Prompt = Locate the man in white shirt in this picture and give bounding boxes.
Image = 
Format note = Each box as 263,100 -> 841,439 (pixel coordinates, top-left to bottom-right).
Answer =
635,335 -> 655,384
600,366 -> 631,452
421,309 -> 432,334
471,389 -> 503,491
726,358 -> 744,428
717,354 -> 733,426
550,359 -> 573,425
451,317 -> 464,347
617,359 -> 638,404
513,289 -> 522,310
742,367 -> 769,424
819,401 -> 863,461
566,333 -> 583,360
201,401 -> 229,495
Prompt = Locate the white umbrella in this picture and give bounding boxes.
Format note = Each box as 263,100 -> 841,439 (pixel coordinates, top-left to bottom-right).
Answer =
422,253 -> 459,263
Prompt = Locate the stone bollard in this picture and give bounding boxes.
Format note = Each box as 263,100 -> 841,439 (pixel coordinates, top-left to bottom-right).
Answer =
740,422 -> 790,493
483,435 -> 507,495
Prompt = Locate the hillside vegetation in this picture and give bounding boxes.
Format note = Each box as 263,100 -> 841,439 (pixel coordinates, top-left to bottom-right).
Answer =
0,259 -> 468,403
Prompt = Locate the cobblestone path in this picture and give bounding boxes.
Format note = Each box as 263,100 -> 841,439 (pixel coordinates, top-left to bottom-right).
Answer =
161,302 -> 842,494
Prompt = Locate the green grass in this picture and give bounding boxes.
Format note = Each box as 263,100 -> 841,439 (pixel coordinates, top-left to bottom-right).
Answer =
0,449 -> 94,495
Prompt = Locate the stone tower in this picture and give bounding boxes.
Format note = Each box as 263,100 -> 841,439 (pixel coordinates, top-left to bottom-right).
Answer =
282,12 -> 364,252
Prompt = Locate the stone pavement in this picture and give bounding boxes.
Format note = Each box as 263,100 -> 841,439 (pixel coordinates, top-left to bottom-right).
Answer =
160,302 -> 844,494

• WHAT YOU SHOULD DO:
Spot the lines above that mention "white" and copy them.

• SOLUTION FOR THIS EXERCISE:
Prompt = Locate the man in white shirt in this picture and give bounding boxes.
Prompt = Locate the white umbrella in this picture and give bounding boxes.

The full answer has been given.